To be done:
Exactly as given, repeat all of the entries.

* Start Provided data *

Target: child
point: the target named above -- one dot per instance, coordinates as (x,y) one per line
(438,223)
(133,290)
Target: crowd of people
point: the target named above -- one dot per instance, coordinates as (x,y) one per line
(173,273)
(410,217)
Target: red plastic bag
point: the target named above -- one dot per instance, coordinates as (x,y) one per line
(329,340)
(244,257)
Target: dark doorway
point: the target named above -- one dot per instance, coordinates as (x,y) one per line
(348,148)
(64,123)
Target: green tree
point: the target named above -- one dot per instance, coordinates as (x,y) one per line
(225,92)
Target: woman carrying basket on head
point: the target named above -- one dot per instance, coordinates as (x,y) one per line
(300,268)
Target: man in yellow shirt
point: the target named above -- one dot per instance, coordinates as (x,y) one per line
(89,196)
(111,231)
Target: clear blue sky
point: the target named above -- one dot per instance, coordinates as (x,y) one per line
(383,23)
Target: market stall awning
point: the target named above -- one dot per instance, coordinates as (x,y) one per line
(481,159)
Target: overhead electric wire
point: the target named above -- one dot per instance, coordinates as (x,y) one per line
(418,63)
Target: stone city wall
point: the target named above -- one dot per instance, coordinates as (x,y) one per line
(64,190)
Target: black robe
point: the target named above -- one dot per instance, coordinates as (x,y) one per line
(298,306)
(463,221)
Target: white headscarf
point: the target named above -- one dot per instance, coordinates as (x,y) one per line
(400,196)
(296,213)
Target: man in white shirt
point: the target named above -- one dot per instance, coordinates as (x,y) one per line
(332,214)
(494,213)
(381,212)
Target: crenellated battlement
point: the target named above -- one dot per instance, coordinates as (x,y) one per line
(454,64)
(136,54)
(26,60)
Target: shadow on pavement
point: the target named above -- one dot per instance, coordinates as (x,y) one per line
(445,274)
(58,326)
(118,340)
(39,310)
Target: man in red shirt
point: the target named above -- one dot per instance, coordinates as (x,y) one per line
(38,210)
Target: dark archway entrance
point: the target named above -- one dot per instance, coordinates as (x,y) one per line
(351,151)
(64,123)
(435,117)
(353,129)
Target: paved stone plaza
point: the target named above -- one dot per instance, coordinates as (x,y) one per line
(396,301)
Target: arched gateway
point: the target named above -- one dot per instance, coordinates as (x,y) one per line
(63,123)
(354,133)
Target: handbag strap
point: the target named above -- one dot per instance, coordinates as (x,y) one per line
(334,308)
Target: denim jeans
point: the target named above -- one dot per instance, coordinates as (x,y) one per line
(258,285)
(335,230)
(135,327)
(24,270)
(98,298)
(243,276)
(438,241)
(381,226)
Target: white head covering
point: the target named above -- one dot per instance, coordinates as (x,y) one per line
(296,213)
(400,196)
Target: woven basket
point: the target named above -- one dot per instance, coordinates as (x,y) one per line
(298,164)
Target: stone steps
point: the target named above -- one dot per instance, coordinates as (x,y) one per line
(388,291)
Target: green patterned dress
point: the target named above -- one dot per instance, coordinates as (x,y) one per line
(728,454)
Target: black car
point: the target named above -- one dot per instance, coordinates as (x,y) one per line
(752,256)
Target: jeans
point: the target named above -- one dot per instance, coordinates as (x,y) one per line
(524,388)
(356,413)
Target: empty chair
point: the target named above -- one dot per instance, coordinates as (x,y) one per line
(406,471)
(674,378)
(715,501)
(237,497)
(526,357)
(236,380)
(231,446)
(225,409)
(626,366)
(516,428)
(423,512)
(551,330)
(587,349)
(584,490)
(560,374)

* End Provided data *

Full output:
Target: child
point: the target named above -- one dot per instance, coordinates as (x,y) one per line
(438,223)
(133,290)
Target: crowd of people
point: the target named above -- one dot per instance, coordinates as (x,y) one per line
(173,273)
(410,217)
Target: red plastic bag
point: the target named above -- one dot per instance, coordinates as (x,y) one per line
(329,340)
(244,257)
Target: dark doorway
point: the target named above -- one dot per instance, coordinates as (x,y) one per line
(348,148)
(64,123)
Target: green tree
point: the target named above -- one dot per instance, coordinates as (x,y) one per line
(225,92)
Target: woman carrying basket on head
point: the target named above -- one dot per instance, coordinates as (x,y) one per line
(300,268)
Target: man in yellow shirt
point: the target named above -- one dot per instance, coordinates as (x,y) one per line
(89,196)
(111,231)
Target: clear blue sky
point: the target named above -- one dot per instance, coordinates as (x,y) one per line
(383,23)
Target: market stall awning
point: the target named above -- one dot per instance, coordinates as (x,y) one per line
(481,159)
Target: overhead electric wire
point: the target named above -- one dot per instance, coordinates as (x,y) one per line
(418,63)
Target: stone city wall
point: the target named above -- one dot per instance, coordinates as (x,y) one per line
(64,190)
Target: black robe
point: the target named above -- one dot per instance, coordinates as (x,y) one per line
(298,306)
(463,221)
Target: white headscarf
point: the target named above -- one dot per instance, coordinates as (x,y) one per line
(400,196)
(296,213)
Target: man in white shirt
point: the target named above -- one dot per instance, coordinates as (x,y) one per line
(332,214)
(494,213)
(381,212)
Target: crenellated battlement
point: the target named above -- one dot per instance, coordinates as (x,y) one per line
(454,64)
(136,54)
(26,60)
Target: shadow on pavement
point: the target named above -- one dot per instance, coordinates as (x,y) one per line
(445,274)
(58,326)
(118,340)
(39,310)
Target: man in red shirt
point: the target named above -- one dot per instance, coordinates as (x,y) one per line
(38,210)
Target: dark archway entrance
point: the target named above -- one dot per instance, coordinates as (x,y) one per line
(351,151)
(64,123)
(435,117)
(353,129)
Target: paved stone plaza
point: the target named above -- one dot per instance, coordinates as (x,y) one per line
(396,301)
Target: arched gateway
point: the target named above -- one dot per instance, coordinates as (x,y) one per line
(63,123)
(354,133)
Target: handbag strap
point: the target named above -- one dot per instance, coordinates as (x,y) one per line
(334,308)
Target: denim jeans
point: the target named above -- one dot per instance, coordinates as (x,y) one per line
(258,285)
(335,230)
(135,327)
(24,270)
(98,298)
(243,276)
(438,241)
(381,226)
Target: white head covering
point: the target named above -- one dot per instance, coordinates as (x,y) one per line
(296,213)
(400,196)
Target: woven basket
point: the target named above -- one dot per instance, coordinates as (x,y) one per line
(298,164)
Target: stone steps
point: the target named above -- one dot per instance, coordinates as (x,y) one per line
(388,291)
Target: green patterned dress
point: the target named above -- one dot per instance, coordinates as (x,y) one per line
(728,454)
Target: black car
point: the target named above -- one dot per instance, coordinates as (x,y) one per line
(752,256)
Target: jeans
point: the target named above -- one dot per instance, coordinates as (x,y) one per line
(524,388)
(356,413)
Target: empty chair
point: the target named above -- one dot per instance, coordinates as (x,y) one per line
(406,471)
(674,378)
(715,501)
(237,497)
(526,357)
(236,380)
(231,446)
(225,409)
(626,366)
(516,428)
(423,512)
(551,330)
(587,349)
(584,490)
(560,374)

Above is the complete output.